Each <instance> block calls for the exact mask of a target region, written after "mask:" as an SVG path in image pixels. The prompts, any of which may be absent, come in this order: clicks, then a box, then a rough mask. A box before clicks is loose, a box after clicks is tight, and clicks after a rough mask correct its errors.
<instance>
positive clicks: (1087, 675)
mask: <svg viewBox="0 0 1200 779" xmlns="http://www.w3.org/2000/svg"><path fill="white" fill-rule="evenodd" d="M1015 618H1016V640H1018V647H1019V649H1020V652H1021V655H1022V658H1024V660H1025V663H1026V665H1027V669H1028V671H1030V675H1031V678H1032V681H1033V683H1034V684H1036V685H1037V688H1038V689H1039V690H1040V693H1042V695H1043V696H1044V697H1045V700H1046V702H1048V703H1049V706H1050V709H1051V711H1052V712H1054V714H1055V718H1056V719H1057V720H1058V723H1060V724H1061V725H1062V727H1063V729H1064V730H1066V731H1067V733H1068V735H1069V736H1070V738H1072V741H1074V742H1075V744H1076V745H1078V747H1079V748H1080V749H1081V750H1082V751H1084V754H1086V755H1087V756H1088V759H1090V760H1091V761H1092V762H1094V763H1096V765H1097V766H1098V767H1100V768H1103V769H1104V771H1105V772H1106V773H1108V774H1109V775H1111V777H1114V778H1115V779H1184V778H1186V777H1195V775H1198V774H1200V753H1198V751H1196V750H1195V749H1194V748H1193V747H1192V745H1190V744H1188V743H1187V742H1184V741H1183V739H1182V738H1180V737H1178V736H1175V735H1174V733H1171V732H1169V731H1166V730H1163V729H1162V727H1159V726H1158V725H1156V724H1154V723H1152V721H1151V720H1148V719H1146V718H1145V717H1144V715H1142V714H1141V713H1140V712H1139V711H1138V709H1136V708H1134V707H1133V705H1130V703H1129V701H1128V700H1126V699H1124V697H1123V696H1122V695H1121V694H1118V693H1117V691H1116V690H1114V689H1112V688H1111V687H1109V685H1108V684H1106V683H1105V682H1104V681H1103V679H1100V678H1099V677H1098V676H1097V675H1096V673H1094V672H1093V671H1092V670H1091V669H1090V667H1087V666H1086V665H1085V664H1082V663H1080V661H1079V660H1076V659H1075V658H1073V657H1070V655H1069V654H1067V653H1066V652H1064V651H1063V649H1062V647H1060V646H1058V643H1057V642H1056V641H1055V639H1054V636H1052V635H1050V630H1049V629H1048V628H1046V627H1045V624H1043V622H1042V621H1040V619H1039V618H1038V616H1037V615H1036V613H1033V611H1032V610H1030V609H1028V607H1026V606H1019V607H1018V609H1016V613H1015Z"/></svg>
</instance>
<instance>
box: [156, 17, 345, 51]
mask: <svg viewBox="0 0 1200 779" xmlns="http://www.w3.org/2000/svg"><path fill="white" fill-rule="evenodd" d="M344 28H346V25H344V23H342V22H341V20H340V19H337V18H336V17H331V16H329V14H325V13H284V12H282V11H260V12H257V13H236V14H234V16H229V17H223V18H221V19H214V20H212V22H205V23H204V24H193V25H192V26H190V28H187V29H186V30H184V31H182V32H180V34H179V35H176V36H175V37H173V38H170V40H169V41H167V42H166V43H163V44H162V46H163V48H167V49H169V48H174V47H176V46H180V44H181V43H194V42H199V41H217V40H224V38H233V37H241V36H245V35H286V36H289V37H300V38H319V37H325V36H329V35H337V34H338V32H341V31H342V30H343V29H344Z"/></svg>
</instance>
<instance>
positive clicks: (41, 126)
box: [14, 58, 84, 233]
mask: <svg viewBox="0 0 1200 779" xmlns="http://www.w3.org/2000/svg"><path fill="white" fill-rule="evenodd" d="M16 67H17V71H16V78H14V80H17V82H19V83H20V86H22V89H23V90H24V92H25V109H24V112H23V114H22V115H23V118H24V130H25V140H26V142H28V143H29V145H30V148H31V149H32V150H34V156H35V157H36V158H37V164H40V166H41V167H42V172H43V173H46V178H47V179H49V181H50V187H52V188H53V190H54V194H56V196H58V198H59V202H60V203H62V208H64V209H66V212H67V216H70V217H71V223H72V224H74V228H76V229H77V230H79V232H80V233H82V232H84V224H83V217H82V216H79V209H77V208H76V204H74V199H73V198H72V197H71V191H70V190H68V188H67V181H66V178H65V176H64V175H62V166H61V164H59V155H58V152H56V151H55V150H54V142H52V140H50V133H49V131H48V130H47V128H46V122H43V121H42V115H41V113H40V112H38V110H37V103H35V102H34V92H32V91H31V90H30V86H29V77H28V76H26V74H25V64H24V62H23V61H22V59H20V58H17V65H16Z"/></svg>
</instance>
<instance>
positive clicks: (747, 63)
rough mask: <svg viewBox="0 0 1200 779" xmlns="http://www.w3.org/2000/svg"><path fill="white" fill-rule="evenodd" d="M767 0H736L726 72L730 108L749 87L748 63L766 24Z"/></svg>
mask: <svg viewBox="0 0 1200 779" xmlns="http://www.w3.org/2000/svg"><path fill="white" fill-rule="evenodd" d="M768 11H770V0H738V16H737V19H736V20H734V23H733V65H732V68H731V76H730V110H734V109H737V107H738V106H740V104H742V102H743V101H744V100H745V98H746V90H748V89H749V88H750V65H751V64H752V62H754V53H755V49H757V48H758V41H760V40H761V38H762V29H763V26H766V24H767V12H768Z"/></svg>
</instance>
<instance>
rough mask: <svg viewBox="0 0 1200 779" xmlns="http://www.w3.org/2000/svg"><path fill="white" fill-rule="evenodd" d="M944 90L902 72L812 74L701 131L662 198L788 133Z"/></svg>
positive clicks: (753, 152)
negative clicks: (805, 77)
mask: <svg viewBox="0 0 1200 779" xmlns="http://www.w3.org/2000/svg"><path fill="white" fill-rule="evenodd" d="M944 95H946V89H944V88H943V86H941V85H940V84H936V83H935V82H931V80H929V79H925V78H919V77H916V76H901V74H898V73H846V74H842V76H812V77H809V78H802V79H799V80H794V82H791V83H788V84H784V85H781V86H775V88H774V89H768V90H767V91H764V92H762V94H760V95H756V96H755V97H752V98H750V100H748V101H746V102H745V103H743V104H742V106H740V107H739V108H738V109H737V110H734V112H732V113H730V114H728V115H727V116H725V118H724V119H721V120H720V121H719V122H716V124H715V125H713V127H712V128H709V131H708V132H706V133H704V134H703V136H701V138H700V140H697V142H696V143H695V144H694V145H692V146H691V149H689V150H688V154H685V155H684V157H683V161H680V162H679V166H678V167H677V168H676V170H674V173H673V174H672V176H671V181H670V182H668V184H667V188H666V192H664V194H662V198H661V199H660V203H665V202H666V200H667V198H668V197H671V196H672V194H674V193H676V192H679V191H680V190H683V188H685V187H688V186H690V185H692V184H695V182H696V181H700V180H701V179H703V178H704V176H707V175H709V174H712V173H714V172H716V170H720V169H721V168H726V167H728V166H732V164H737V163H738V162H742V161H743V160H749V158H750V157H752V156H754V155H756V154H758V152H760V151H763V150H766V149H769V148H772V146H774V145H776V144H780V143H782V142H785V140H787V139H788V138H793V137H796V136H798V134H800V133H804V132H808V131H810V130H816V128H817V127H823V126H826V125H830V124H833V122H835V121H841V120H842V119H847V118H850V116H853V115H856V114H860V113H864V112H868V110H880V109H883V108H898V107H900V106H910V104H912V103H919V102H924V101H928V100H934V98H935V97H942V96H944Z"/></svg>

= = = =

Activity:
Reproduce all of the material above, swapping every occurrence of "rough mask" for "coarse mask" and leaving everything else unchanged.

Output of the exercise:
Each <instance> block calls for the exact mask of a target region, written after "mask:" as an SVG path in image pixels. The prompts, any of which may be absent, come in this order: clicks, then a box, then a coarse mask. A box before clicks is loose, a box after clicks is tight, and clicks after a coarse mask correct its errors.
<instance>
positive clicks: (1087, 675)
mask: <svg viewBox="0 0 1200 779" xmlns="http://www.w3.org/2000/svg"><path fill="white" fill-rule="evenodd" d="M1015 618H1016V640H1018V647H1019V649H1020V652H1021V655H1022V658H1024V660H1025V663H1026V665H1027V669H1028V671H1030V675H1031V678H1032V681H1033V683H1034V684H1036V685H1037V688H1038V689H1039V690H1040V693H1042V695H1043V696H1044V697H1045V700H1046V702H1048V703H1049V706H1050V709H1051V711H1052V712H1054V714H1055V718H1056V719H1057V720H1058V723H1060V724H1061V725H1062V727H1063V729H1064V730H1066V731H1067V733H1068V735H1069V736H1070V738H1072V741H1074V742H1075V744H1076V745H1078V747H1079V748H1080V749H1081V750H1082V751H1084V754H1086V755H1087V756H1088V759H1090V760H1091V761H1092V762H1094V763H1096V765H1097V766H1098V767H1100V768H1103V769H1104V771H1105V772H1106V773H1108V774H1109V775H1111V777H1114V778H1115V779H1184V778H1186V777H1195V775H1198V774H1200V753H1198V751H1196V750H1195V749H1194V748H1193V747H1192V745H1190V744H1188V743H1187V742H1184V741H1183V739H1182V738H1180V737H1178V736H1175V735H1174V733H1171V732H1169V731H1166V730H1163V729H1162V727H1159V726H1158V725H1156V724H1154V723H1152V721H1151V720H1148V719H1146V718H1145V717H1144V715H1142V714H1141V713H1140V712H1139V711H1138V709H1136V708H1134V707H1133V705H1130V703H1129V701H1128V700H1126V699H1124V697H1123V696H1122V695H1121V694H1118V693H1117V691H1116V690H1114V689H1112V688H1111V687H1109V685H1108V684H1106V683H1105V682H1104V681H1103V679H1100V678H1099V677H1098V676H1097V675H1096V673H1094V672H1093V671H1092V670H1091V669H1090V667H1087V666H1086V665H1085V664H1082V663H1080V661H1079V660H1076V659H1075V658H1073V657H1070V655H1069V654H1067V653H1066V652H1064V651H1063V649H1062V647H1060V646H1058V643H1057V642H1056V641H1055V639H1054V636H1052V635H1050V630H1049V629H1048V628H1046V627H1045V624H1043V622H1042V621H1040V619H1039V618H1038V616H1037V615H1036V613H1033V611H1032V610H1030V609H1028V607H1026V606H1019V607H1018V609H1016V613H1015Z"/></svg>
</instance>
<instance>
box: [156, 17, 345, 51]
mask: <svg viewBox="0 0 1200 779" xmlns="http://www.w3.org/2000/svg"><path fill="white" fill-rule="evenodd" d="M344 28H346V25H344V23H342V22H341V20H340V19H337V18H336V17H331V16H329V14H325V13H284V12H282V11H260V12H257V13H236V14H234V16H229V17H223V18H221V19H214V20H212V22H205V23H204V24H193V25H192V26H190V28H187V29H186V30H184V31H182V32H180V34H179V35H176V36H175V37H173V38H170V40H169V41H167V42H166V43H163V44H162V46H163V48H167V49H169V48H174V47H176V46H180V44H181V43H194V42H199V41H217V40H224V38H233V37H241V36H245V35H286V36H289V37H300V38H319V37H325V36H329V35H337V34H338V32H341V31H342V30H343V29H344Z"/></svg>
</instance>
<instance>
positive clicks: (41, 126)
box: [14, 58, 84, 233]
mask: <svg viewBox="0 0 1200 779" xmlns="http://www.w3.org/2000/svg"><path fill="white" fill-rule="evenodd" d="M16 67H17V71H16V78H14V80H17V82H19V83H20V86H22V89H23V90H24V92H25V109H24V112H23V114H22V115H23V118H24V130H25V140H26V142H28V143H29V145H30V148H31V149H32V150H34V156H35V157H36V158H37V164H40V166H41V167H42V172H43V173H46V178H47V179H49V181H50V187H52V188H53V190H54V194H56V196H58V198H59V202H60V203H62V208H64V209H66V212H67V216H70V217H71V223H72V224H74V228H76V229H77V230H79V232H80V233H82V232H84V224H83V217H82V216H79V209H77V208H76V204H74V199H73V198H72V197H71V191H70V190H68V188H67V181H66V178H65V176H64V175H62V166H61V164H59V155H58V152H56V151H55V150H54V142H52V140H50V133H49V131H48V130H47V128H46V122H43V121H42V115H41V113H40V112H38V110H37V103H35V102H34V92H32V91H31V90H30V86H29V77H28V76H26V74H25V64H24V62H23V61H22V59H20V58H17V65H16Z"/></svg>
</instance>
<instance>
positive clicks: (747, 63)
coarse mask: <svg viewBox="0 0 1200 779" xmlns="http://www.w3.org/2000/svg"><path fill="white" fill-rule="evenodd" d="M767 0H736L726 72L730 108L749 87L748 63L766 24Z"/></svg>
mask: <svg viewBox="0 0 1200 779" xmlns="http://www.w3.org/2000/svg"><path fill="white" fill-rule="evenodd" d="M768 11H770V0H738V16H737V19H736V20H734V23H733V65H732V68H731V76H730V110H734V109H737V107H738V106H740V104H742V102H743V101H744V100H745V98H746V90H748V89H749V88H750V65H751V64H752V62H754V53H755V49H757V48H758V41H760V40H761V38H762V29H763V26H766V24H767V12H768Z"/></svg>
</instance>
<instance>
coarse mask: <svg viewBox="0 0 1200 779" xmlns="http://www.w3.org/2000/svg"><path fill="white" fill-rule="evenodd" d="M944 90L902 72L812 74L701 131L662 198L788 133Z"/></svg>
positive clicks: (753, 152)
negative clicks: (805, 77)
mask: <svg viewBox="0 0 1200 779" xmlns="http://www.w3.org/2000/svg"><path fill="white" fill-rule="evenodd" d="M944 95H946V89H944V88H943V86H941V85H940V84H936V83H935V82H931V80H929V79H925V78H919V77H916V76H901V74H898V73H846V74H842V76H812V77H809V78H802V79H799V80H794V82H791V83H788V84H784V85H781V86H775V88H774V89H768V90H767V91H764V92H762V94H760V95H756V96H755V97H752V98H750V100H748V101H746V102H745V103H743V104H742V106H740V107H739V108H738V109H737V110H734V112H732V113H730V114H728V115H727V116H725V118H724V119H721V120H720V121H719V122H716V124H715V125H713V127H712V128H709V131H708V132H706V133H704V134H703V136H701V138H700V140H697V142H696V143H695V144H694V145H692V146H691V149H689V150H688V154H685V155H684V157H683V161H680V162H679V166H678V167H677V168H676V170H674V173H673V174H672V176H671V181H670V182H668V184H667V188H666V192H664V194H662V198H661V199H660V203H665V202H666V200H667V198H668V197H671V196H672V194H674V193H676V192H679V191H680V190H683V188H685V187H688V186H690V185H692V184H695V182H696V181H700V180H701V179H703V178H704V176H707V175H709V174H712V173H714V172H716V170H720V169H721V168H726V167H728V166H732V164H737V163H738V162H742V161H743V160H749V158H750V157H752V156H754V155H756V154H758V152H760V151H763V150H766V149H769V148H772V146H774V145H776V144H780V143H782V142H785V140H787V139H788V138H793V137H796V136H798V134H800V133H804V132H808V131H810V130H816V128H817V127H823V126H826V125H830V124H833V122H835V121H841V120H842V119H847V118H850V116H853V115H856V114H860V113H864V112H868V110H880V109H883V108H898V107H900V106H910V104H912V103H919V102H924V101H928V100H934V98H935V97H942V96H944Z"/></svg>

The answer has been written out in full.